[Start Supplied data]

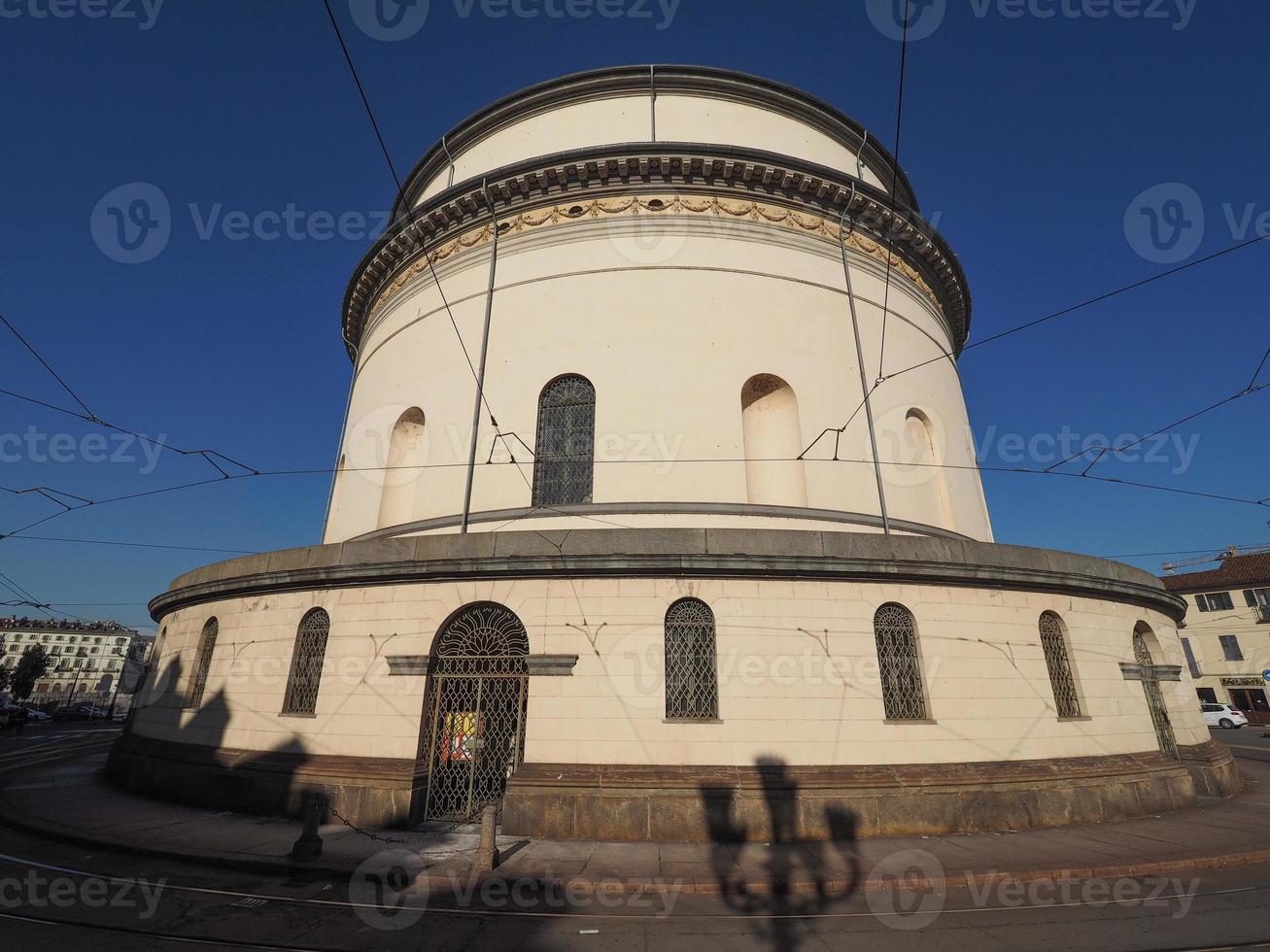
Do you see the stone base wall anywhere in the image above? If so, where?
[503,742,1240,843]
[105,735,419,827]
[1178,740,1244,798]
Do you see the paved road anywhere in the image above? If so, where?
[1209,724,1270,761]
[0,725,1270,952]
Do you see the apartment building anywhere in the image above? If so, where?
[1162,548,1270,724]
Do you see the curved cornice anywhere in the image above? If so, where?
[343,142,971,359]
[347,502,974,542]
[393,63,919,220]
[150,529,1186,622]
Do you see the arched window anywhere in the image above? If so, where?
[282,608,330,715]
[1040,612,1081,717]
[186,618,220,707]
[145,625,168,707]
[905,406,955,529]
[533,373,596,505]
[378,406,428,529]
[1133,622,1178,759]
[874,601,926,721]
[666,597,719,720]
[740,373,807,508]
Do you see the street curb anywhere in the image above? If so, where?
[0,790,1270,897]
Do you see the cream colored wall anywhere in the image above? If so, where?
[1182,585,1270,704]
[133,579,1208,765]
[326,212,992,542]
[419,95,890,204]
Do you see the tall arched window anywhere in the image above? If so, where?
[186,618,220,707]
[378,406,428,529]
[666,597,719,720]
[1133,622,1178,759]
[740,373,807,508]
[282,608,330,715]
[1040,612,1081,717]
[533,373,596,505]
[905,406,955,529]
[145,625,168,707]
[874,601,926,721]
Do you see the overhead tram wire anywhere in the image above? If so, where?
[323,0,525,477]
[886,233,1270,380]
[1046,351,1270,472]
[865,0,911,383]
[0,433,1270,545]
[0,321,256,477]
[0,314,98,421]
[323,0,629,545]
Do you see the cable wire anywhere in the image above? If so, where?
[877,0,911,384]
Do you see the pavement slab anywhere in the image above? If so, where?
[0,754,1270,894]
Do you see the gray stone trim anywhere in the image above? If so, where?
[150,529,1186,622]
[1120,662,1183,680]
[384,655,578,678]
[525,655,578,678]
[343,142,971,359]
[349,502,974,542]
[393,63,917,219]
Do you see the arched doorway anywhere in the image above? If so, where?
[423,601,530,823]
[1133,624,1178,759]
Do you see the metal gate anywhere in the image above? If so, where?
[1133,630,1178,761]
[423,601,529,823]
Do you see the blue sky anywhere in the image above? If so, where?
[0,0,1270,627]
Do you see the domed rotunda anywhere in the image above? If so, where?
[108,66,1240,840]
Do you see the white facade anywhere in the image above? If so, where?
[112,67,1238,839]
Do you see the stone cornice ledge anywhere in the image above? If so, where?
[150,529,1186,622]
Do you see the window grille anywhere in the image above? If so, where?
[874,604,926,721]
[1183,638,1204,678]
[666,597,719,720]
[1040,612,1081,717]
[282,608,330,715]
[186,618,220,707]
[1217,634,1244,662]
[533,373,596,505]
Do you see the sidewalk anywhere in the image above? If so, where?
[0,752,1270,894]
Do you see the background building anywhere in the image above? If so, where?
[0,617,154,709]
[109,66,1240,840]
[1163,547,1270,724]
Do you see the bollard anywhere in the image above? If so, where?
[472,804,498,872]
[291,792,326,862]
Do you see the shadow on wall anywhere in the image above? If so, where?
[105,658,322,816]
[700,758,860,952]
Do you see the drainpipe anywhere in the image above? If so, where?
[459,179,498,535]
[839,183,890,535]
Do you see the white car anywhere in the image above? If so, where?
[1200,704,1249,729]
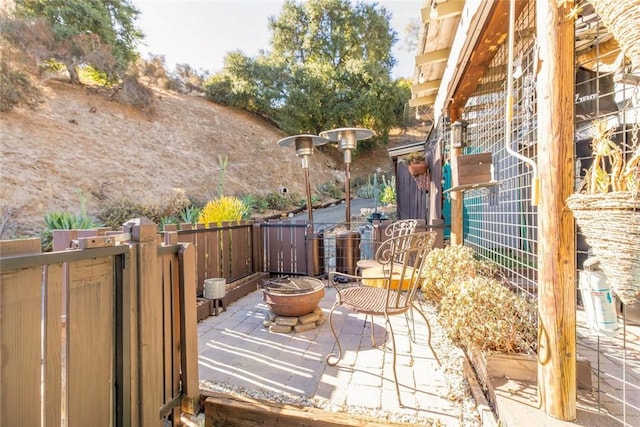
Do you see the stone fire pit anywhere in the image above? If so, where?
[262,276,325,332]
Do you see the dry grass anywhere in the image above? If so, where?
[0,80,423,239]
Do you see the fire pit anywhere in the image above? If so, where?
[262,276,324,317]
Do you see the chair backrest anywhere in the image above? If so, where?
[361,219,418,261]
[375,219,418,264]
[384,219,418,239]
[380,231,437,308]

[End Supplied data]

Turn the material above into a JSON list of strings, one string per line, and skip any blank lines. Leave the pictures out.

Exercise result>
[
  "Do you see the stone base wall anywhere in the image above? If so, where?",
  "[503,742,1240,843]",
  "[105,735,419,827]",
  "[1178,740,1244,798]",
  "Do you see the paved road anywhere in the image above? If so, where?",
  "[1209,724,1270,761]",
  "[0,725,1270,952]",
  "Do you see the apartment building anywhere in the image above? If so, where?",
  "[1162,548,1270,724]",
  "Do you see the curved cornice anywhere in the image above? If so, where?",
  "[343,142,971,359]",
  "[347,502,974,542]",
  "[393,63,919,220]",
  "[150,529,1186,622]",
  "Do you see the arched window anywhere in the image above? If so, where?",
  "[282,608,330,715]",
  "[1040,612,1081,717]",
  "[186,618,220,707]",
  "[145,625,168,707]",
  "[905,406,955,529]",
  "[533,373,596,505]",
  "[378,406,428,529]",
  "[1133,622,1178,759]",
  "[874,601,926,721]",
  "[666,597,719,720]",
  "[740,373,807,508]",
  "Do you see the street curb anywhere in the image above? If so, where?",
  "[0,790,1270,897]",
  "Do you see the cream colored wall anywhere in the image above? If so, where?",
  "[1182,585,1270,704]",
  "[133,579,1208,765]",
  "[326,212,992,542]",
  "[419,95,890,204]",
  "Do you see the tall arched window anywhere in the image above? If so, where?",
  "[186,618,220,707]",
  "[378,406,428,529]",
  "[666,597,719,720]",
  "[1133,622,1178,759]",
  "[740,373,807,508]",
  "[282,608,330,715]",
  "[1040,612,1081,717]",
  "[533,373,596,505]",
  "[905,406,955,529]",
  "[145,625,168,707]",
  "[874,601,926,721]",
  "Do you see the overhead tram wire anywhere in the image above? If so, where?",
  "[323,0,525,477]",
  "[886,233,1270,380]",
  "[1046,351,1270,472]",
  "[865,0,911,383]",
  "[0,433,1270,545]",
  "[0,321,256,477]",
  "[0,314,98,421]",
  "[323,0,629,545]",
  "Do you see the cable wire anywhere in the image above? If so, where?",
  "[877,0,911,384]",
  "Do you see the pavement slab anywhere in the image above? If so, where?",
  "[0,754,1270,894]",
  "Do you see the gray stone trim anywhere in the image above? If so, where?",
  "[150,529,1186,622]",
  "[1120,662,1183,680]",
  "[384,655,578,678]",
  "[525,655,578,678]",
  "[343,142,971,359]",
  "[349,502,974,542]",
  "[393,63,917,219]",
  "Do you see the arched doorway anywhere in the image above? If so, where?",
  "[423,601,530,823]",
  "[1133,624,1178,759]",
  "Do you see the metal gate anywhere in the image above? If so, where?",
  "[1133,630,1178,761]",
  "[423,601,529,823]",
  "Do you see the blue sky anywhere in the image above? If so, where?",
  "[0,0,1270,627]",
  "Do you see the domed rotunda anywhere in the image above? If so, where?",
  "[108,66,1240,840]",
  "Do you see the white facade anywhere in the image above? If so, where?",
  "[112,67,1238,839]",
  "Do you see the stone cornice ledge anywhere in the image above? If so, where?",
  "[150,529,1186,622]",
  "Do you see the window grille anywhere in the image above? If so, where?",
  "[874,604,926,721]",
  "[1183,638,1204,678]",
  "[666,597,719,720]",
  "[1040,612,1081,717]",
  "[282,608,330,715]",
  "[186,618,220,707]",
  "[1217,634,1244,662]",
  "[533,373,596,505]",
  "Do you see the sidewalk anywhere in the image above? If so, where?",
  "[0,752,1270,894]",
  "Do you see the background building anywhere in the image above? If so, where?",
  "[0,617,154,709]",
  "[109,66,1240,840]",
  "[1163,547,1270,724]",
  "Do you see the bollard anywhere in the image above? If so, where?",
  "[472,804,498,872]",
  "[291,792,326,862]",
  "Do you see the shadow on wall anywhere in the image above? If so, where?",
  "[105,658,322,816]",
  "[700,758,860,952]",
  "Do you see the drainpipe anywhere in the image above? If so, where?",
  "[459,179,498,535]",
  "[839,183,890,535]",
  "Do you see the white car anywhere in the image above? If so, where?",
  "[1200,704,1249,729]",
  "Do you see the stone fire pit anywhere in the image above? If so, where?",
  "[262,276,325,332]",
  "Do you see the dry grass anywhere in the image above? If so, where?",
  "[0,80,423,239]",
  "Do you see the fire pit anywhere in the image above? If so, where?",
  "[262,276,324,317]",
  "Do you see the chair backrest anywhere in the image above? If so, where?",
  "[361,219,418,261]",
  "[375,219,418,264]",
  "[384,219,418,239]",
  "[380,231,437,308]"
]